-- BEGIN Source excerpt --

It’s been a hard couple of weeks, and I expect it will stay pretty hard for the next four. Ah, that is the beautiful Life I have chosen to live, and it is a blessing and an honor. I have not even had time to watch our glorious nation compete against other almost-as-glorious nations in the Olympics, although last night I did catch about an hour of men’s gymnastics. How do you become good at that? Does someone in your childhood say, “man, you’d be excellent at the uneven bars?” It doesn’t even bear thinking about, it’s so far from my own condition as a human.
The parade of nations with unspoken political issues simmering lustily beneath the surface was interrupted by a commercial for Pepsi or something that of course took place at an ANCIENT GREEK olympics! Oh, the Greeks, who brought us this wonderful celebration of the human form! “The beauty of the world! The paragon of animals! And yet, to me, what is this quintessence of dust?” At any rate, in the commercial olympics, a bronzed young man, wearing a hilarious sort of half-toga that looked like a skirt you’d wear in the 80’s, threw a discus while a crowd of appreciative onlookers clapped. Amongst these onlookers were several sexually attractive young women. “FOR SHAME!” I thought to myself. Everyone knows women are not allowed at the olympics, for their femaleness spoils the pure beauty of the masculine form. Also, as everyone knows, all athletes in the olympics compete stark naked, which is not for a woman’s eyes to behold. DOY!

-- END Source excerpt --
-- BEGIN Supplied material --

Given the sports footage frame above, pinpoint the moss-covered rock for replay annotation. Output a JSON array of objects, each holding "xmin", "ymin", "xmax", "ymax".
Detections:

-- END Supplied material --

**Exercise instructions**
Output the passage of the post about watching the Olympics starting at "It’s been a" and ending at "as a human.", word for word. The listing has no connection to the post about watching the Olympics.

**Written solution**
It’s been a hard couple of weeks, and I expect it will stay pretty hard for the next four. Ah, that is the beautiful Life I have chosen to live, and it is a blessing and an honor. I have not even had time to watch our glorious nation compete against other almost-as-glorious nations in the Olympics, although last night I did catch about an hour of men’s gymnastics. How do you become good at that? Does someone in your childhood say, “man, you’d be excellent at the uneven bars?” It doesn’t even bear thinking about, it’s so far from my own condition as a human.